### Goal of the exercise
Output, with no changes, the span of lines that opens with the line containing "of the forest" and closes with the last line.

[Location identification items]
■ ■ ■

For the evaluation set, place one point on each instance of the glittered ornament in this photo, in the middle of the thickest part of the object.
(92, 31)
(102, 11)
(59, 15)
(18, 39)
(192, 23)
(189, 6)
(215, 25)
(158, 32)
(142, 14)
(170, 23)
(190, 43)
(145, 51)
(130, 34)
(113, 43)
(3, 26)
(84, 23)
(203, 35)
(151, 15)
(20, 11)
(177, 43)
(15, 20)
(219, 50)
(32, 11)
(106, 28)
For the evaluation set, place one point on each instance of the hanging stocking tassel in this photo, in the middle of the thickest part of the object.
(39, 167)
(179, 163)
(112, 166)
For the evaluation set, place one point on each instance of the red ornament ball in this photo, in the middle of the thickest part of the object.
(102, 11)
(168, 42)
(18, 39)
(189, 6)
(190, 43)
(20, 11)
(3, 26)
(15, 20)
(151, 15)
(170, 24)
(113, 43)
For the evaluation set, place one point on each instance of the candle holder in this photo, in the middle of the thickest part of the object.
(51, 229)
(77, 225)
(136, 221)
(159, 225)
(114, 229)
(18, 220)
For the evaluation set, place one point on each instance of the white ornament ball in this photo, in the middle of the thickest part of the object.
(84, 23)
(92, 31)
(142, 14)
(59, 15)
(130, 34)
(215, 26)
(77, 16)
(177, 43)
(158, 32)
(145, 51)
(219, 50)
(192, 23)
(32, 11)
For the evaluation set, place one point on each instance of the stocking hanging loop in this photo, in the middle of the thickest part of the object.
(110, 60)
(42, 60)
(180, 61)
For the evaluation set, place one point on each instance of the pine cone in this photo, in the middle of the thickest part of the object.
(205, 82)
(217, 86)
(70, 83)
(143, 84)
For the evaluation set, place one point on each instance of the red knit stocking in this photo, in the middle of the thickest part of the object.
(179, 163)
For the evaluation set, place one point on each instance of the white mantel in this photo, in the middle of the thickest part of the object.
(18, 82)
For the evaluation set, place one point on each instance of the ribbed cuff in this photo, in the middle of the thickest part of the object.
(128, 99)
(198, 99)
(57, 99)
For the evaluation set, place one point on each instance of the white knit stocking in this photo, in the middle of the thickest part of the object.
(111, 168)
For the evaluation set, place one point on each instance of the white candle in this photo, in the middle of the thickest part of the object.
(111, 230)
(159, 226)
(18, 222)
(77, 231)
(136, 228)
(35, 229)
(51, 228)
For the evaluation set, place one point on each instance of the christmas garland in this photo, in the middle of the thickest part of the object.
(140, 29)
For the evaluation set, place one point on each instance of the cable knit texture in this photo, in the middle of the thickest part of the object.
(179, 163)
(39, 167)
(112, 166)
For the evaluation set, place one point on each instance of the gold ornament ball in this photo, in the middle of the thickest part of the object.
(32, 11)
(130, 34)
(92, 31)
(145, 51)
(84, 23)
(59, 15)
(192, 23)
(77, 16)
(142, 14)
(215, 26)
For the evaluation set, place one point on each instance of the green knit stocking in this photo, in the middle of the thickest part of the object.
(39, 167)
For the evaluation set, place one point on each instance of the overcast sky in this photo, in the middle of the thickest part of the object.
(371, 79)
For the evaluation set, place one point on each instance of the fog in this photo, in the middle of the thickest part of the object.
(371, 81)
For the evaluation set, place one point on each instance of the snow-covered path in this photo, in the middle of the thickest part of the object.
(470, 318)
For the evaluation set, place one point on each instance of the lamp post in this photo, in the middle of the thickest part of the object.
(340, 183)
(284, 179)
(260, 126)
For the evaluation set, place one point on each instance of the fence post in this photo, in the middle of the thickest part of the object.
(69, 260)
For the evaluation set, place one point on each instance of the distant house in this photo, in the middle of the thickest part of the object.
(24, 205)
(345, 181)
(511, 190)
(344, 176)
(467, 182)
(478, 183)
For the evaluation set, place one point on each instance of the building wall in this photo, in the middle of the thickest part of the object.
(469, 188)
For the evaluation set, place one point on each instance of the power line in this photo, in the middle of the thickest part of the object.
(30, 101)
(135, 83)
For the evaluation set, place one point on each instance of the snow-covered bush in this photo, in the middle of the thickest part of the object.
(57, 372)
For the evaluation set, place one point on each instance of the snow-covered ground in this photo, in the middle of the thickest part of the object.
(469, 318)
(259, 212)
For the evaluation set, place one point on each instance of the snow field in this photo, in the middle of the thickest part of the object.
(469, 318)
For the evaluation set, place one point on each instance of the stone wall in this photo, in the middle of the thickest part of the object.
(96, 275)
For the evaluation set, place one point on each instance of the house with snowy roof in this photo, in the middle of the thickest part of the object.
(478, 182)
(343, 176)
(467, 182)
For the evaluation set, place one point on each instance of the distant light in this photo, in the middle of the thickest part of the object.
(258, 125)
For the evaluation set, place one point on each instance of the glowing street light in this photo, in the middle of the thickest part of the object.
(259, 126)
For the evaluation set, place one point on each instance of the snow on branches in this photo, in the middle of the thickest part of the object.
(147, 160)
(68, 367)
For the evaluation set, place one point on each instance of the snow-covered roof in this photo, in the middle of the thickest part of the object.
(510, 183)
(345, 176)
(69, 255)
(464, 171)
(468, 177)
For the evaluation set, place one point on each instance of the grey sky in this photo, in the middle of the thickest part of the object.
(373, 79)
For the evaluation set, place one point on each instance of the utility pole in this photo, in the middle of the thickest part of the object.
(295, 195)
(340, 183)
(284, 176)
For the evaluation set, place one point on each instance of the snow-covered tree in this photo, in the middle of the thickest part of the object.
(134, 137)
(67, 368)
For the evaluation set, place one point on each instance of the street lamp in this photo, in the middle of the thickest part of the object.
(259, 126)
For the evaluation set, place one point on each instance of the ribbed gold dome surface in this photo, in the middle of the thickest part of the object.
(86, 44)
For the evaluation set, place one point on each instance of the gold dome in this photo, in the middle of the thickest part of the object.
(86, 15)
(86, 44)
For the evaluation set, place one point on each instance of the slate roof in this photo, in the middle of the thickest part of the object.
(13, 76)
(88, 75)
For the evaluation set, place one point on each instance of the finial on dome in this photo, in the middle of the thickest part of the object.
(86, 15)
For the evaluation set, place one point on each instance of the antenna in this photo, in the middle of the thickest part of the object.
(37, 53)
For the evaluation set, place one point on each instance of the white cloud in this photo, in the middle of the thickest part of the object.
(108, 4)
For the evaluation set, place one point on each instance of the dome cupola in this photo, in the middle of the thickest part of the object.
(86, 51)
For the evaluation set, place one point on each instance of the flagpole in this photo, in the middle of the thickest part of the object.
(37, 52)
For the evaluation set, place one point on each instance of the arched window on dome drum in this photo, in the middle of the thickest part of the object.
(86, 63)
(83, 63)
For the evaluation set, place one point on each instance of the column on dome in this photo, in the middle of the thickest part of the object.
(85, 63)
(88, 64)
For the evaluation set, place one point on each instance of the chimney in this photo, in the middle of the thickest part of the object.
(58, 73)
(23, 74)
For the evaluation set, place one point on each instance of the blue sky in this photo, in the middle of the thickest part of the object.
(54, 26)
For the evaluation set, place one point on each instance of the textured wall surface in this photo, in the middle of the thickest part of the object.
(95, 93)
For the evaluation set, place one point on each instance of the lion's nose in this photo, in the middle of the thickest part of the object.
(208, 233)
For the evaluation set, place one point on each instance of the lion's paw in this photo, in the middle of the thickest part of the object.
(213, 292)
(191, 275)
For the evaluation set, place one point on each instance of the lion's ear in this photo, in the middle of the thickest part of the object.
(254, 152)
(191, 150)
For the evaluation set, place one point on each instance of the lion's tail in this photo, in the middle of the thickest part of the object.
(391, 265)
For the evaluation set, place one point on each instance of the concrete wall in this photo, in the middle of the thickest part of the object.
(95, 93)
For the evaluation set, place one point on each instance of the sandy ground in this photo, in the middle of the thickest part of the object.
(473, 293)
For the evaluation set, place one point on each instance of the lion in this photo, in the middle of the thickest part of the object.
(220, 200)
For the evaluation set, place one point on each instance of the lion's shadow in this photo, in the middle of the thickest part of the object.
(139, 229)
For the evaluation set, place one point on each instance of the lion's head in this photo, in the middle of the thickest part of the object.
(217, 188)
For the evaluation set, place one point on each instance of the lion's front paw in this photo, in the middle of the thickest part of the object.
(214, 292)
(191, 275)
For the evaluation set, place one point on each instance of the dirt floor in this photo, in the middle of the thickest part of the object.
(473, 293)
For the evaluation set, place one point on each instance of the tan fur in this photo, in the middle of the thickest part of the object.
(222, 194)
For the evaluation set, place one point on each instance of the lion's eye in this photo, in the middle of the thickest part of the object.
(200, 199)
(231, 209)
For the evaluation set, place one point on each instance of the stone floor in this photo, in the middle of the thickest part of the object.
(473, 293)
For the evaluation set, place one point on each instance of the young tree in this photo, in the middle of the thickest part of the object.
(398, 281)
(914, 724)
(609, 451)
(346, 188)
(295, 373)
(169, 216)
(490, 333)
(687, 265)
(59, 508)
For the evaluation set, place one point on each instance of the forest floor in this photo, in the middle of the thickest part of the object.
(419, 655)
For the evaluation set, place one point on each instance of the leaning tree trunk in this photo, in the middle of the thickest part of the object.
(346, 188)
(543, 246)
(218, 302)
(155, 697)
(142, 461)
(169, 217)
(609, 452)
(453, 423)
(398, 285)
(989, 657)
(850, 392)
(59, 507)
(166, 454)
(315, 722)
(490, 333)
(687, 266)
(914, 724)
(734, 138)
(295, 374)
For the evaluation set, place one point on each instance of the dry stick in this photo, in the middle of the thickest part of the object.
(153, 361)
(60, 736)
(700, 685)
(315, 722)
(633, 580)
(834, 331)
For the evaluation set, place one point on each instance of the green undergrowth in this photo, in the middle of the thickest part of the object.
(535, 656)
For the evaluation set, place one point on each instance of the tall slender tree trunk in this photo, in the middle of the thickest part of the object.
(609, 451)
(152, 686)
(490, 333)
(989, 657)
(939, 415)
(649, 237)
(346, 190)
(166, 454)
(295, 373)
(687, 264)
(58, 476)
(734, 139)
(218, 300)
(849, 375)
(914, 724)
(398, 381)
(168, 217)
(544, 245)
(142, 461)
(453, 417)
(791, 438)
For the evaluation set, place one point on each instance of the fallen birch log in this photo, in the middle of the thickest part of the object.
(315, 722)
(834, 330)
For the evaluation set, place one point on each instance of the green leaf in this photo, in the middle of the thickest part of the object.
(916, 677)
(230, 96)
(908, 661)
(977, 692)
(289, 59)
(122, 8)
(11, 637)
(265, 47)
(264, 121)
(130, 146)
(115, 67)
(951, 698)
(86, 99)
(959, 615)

■ ■ ■

### In response
For the evaluation set, place one point on each instance of the forest floor in this photo, in the middle of the thickest part of the object.
(419, 655)
For the evaluation set, place one point on each instance of the leaning tree trunk in this photo, in the middle of the thickest part of the object.
(346, 188)
(543, 246)
(218, 302)
(155, 697)
(142, 461)
(169, 217)
(609, 452)
(453, 423)
(398, 285)
(989, 657)
(850, 392)
(59, 507)
(166, 454)
(315, 722)
(490, 333)
(687, 266)
(914, 724)
(734, 138)
(295, 374)
For the evaluation set, place one point on each instance of the dry stick in this photo, in the middle of the thickest part of the object.
(153, 361)
(60, 736)
(700, 685)
(315, 722)
(633, 580)
(834, 331)
For the evaluation set, place one point on each instance of the green undergrowth in this photo, in the middle of the thickest part of the object.
(535, 656)
For the evaluation set, place one point on each instance of the tall slender tree trunk in this photo, in the middle of the thickest part of the object.
(609, 451)
(152, 686)
(490, 333)
(989, 657)
(939, 415)
(649, 237)
(346, 190)
(166, 454)
(295, 373)
(687, 264)
(58, 476)
(734, 139)
(218, 300)
(849, 375)
(914, 724)
(398, 381)
(168, 217)
(544, 245)
(142, 461)
(453, 417)
(791, 438)
For the evaluation set, place one point on each instance of the fallen birch log in this photo, in the middle of the thickest part of the object.
(315, 722)
(834, 330)
For the evaluation set, place one point on each instance of the green leaf in this photo, in the middle of the thickest part of the object.
(916, 677)
(230, 96)
(908, 661)
(977, 692)
(289, 59)
(122, 8)
(11, 637)
(265, 47)
(264, 121)
(130, 146)
(115, 67)
(951, 698)
(86, 99)
(959, 615)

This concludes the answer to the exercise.